▶ _TO DO_:
Where does the string "pillar" appear in the records? Copy every line that contains it.

▶ _DATASET ENTRIES_:
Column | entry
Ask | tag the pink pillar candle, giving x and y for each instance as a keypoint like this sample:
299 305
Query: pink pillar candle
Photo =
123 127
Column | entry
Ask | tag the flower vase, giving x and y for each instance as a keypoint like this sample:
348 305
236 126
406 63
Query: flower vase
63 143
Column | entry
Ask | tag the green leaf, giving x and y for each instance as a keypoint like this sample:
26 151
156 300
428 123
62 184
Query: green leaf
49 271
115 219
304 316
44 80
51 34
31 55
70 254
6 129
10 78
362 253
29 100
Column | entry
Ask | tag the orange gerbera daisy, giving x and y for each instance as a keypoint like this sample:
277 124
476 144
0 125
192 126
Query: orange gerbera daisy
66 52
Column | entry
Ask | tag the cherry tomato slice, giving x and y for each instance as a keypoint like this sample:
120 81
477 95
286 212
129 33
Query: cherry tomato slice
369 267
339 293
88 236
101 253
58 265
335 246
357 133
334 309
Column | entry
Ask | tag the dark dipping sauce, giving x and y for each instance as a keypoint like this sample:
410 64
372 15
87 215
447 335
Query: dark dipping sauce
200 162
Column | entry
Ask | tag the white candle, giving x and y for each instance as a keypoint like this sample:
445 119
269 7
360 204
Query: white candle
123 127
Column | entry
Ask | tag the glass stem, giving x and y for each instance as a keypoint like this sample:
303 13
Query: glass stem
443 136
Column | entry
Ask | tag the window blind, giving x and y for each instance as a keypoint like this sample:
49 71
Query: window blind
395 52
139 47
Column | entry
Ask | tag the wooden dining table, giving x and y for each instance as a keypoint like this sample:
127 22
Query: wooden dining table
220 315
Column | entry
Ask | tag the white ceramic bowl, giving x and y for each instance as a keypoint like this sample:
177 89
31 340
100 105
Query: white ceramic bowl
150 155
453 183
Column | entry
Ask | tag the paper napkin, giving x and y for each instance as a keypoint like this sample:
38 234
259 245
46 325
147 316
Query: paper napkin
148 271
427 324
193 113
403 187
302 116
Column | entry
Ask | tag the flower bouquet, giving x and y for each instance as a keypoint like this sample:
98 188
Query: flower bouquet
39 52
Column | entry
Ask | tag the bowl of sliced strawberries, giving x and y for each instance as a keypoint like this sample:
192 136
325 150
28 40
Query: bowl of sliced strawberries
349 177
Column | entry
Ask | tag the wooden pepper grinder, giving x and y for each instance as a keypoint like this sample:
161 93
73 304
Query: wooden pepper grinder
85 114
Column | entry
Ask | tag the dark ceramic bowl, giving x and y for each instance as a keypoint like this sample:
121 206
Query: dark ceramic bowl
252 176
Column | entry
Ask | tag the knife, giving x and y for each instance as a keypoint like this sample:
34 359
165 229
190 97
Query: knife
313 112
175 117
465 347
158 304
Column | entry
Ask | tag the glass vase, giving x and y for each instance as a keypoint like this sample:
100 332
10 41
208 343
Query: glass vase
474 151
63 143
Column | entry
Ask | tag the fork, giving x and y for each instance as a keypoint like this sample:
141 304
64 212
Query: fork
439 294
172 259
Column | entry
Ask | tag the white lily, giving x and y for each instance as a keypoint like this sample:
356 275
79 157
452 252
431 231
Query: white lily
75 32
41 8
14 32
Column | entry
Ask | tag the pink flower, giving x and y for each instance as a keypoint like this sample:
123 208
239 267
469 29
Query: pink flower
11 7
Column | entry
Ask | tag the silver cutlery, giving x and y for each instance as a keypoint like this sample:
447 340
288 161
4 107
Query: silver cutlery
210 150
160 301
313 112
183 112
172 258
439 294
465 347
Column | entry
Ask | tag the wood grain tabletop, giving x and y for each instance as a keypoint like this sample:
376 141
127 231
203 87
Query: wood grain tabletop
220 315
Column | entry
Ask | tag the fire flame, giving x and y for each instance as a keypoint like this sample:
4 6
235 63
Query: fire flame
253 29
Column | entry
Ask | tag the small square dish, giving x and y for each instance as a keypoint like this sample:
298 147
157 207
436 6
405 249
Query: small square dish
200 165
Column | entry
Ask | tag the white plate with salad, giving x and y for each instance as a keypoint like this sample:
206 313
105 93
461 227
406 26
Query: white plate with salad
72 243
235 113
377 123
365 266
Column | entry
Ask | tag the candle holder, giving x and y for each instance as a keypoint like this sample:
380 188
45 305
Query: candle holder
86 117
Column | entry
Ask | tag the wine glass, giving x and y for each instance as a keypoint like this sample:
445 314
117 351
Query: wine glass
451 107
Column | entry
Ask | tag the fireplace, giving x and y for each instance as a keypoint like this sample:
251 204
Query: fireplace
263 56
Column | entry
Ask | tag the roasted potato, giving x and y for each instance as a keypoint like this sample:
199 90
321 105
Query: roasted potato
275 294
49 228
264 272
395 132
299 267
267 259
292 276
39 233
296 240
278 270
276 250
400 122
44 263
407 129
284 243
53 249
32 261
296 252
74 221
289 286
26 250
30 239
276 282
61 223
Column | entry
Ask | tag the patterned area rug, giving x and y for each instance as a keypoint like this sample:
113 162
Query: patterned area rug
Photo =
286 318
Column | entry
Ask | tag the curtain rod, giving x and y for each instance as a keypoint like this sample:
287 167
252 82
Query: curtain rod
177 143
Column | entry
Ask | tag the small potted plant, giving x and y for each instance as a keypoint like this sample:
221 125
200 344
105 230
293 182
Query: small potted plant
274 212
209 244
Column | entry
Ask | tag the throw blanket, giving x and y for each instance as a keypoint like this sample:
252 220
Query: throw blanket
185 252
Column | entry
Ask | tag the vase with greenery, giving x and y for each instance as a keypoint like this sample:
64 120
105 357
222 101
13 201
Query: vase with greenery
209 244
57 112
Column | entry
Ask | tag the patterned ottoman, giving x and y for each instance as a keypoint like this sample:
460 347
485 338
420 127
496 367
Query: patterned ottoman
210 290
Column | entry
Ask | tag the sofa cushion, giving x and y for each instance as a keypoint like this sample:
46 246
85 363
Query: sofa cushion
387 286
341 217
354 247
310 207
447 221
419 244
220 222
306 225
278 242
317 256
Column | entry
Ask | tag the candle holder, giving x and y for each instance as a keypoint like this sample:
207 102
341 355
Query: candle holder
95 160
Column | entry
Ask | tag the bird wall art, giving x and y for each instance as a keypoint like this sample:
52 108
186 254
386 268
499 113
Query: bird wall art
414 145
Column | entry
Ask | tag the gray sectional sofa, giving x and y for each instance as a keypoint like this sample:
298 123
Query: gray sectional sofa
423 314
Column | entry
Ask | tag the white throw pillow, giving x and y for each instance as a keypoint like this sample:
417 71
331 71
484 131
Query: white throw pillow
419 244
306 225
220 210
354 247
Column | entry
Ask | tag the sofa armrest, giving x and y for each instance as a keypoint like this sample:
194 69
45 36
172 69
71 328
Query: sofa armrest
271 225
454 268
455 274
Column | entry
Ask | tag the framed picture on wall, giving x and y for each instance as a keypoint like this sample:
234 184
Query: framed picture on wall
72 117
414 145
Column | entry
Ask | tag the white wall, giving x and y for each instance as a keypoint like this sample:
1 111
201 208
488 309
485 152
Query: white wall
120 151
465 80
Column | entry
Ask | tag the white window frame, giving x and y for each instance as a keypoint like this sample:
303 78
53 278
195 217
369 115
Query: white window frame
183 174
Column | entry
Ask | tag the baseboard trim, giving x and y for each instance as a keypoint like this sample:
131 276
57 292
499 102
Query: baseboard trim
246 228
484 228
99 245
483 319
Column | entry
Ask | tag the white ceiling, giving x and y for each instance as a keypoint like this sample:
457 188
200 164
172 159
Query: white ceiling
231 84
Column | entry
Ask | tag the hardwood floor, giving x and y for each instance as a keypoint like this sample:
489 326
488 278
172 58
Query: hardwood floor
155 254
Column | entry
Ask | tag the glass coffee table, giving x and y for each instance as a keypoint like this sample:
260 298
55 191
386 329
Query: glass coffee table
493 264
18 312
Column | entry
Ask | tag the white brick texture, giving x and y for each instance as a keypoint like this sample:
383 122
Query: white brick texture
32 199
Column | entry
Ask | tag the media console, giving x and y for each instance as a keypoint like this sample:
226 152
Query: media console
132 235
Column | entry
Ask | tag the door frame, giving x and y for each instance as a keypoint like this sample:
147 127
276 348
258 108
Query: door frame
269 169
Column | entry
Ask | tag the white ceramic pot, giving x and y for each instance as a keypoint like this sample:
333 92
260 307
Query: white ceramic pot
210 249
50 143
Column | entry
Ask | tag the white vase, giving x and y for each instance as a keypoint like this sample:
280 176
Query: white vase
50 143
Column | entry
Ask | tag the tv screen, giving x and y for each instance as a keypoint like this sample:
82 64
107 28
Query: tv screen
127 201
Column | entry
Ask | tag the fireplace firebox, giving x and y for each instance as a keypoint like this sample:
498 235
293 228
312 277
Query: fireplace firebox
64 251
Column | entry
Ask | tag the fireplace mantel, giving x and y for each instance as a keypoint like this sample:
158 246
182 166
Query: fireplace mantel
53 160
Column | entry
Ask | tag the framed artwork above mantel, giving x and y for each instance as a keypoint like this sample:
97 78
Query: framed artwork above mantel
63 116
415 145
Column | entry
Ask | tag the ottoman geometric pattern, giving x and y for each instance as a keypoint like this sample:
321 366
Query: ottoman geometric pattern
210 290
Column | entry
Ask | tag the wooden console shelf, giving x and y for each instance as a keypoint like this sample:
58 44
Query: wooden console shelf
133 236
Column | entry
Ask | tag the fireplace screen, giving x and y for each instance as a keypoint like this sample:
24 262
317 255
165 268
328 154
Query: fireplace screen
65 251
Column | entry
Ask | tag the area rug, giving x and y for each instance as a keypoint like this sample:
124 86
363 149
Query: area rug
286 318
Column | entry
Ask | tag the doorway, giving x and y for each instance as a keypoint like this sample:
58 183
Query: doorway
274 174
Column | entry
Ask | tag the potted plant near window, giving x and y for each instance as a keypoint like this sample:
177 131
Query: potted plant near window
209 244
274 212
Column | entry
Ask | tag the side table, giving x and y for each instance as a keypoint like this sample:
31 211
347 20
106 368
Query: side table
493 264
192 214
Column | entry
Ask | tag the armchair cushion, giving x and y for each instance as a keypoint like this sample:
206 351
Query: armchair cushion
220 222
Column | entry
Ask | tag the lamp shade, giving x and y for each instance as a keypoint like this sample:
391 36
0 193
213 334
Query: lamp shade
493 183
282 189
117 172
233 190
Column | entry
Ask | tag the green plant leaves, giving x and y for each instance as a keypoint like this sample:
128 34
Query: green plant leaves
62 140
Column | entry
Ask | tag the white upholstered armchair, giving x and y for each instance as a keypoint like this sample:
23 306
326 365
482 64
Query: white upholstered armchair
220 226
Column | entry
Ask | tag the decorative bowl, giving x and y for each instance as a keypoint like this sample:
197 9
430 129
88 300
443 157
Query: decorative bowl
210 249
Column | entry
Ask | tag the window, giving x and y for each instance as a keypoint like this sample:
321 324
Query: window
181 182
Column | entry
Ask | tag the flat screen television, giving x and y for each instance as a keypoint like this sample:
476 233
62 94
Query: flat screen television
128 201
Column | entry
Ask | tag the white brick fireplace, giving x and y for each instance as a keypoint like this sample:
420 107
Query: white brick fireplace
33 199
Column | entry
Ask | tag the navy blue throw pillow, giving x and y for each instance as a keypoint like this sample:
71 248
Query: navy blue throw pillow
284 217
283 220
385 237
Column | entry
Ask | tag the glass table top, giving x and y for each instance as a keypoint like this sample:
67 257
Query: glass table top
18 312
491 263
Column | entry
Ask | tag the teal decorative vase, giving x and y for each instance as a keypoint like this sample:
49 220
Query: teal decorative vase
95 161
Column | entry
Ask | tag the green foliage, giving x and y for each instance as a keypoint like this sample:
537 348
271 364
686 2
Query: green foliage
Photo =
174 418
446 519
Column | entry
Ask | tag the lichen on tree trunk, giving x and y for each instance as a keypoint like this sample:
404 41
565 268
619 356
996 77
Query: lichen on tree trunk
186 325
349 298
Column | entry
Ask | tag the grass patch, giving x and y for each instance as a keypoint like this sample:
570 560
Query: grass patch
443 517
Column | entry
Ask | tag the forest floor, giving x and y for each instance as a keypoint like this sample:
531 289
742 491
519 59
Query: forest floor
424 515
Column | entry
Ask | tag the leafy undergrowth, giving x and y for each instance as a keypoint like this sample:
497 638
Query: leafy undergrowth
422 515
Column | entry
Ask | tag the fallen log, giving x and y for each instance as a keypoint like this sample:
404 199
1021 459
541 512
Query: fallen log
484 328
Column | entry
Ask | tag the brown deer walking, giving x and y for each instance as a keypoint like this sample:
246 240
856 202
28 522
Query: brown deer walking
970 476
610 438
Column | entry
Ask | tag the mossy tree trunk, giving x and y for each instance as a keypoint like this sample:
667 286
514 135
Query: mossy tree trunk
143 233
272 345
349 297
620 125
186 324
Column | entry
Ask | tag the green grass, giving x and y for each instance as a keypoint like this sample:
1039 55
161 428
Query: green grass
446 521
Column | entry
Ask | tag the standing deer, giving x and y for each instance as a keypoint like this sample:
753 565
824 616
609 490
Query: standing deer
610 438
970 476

▶ _TASK RESPONSE_:
Ask | tag the pink pillar candle, giving x and y for each instance as a keypoint like this sample:
Query: pink pillar candle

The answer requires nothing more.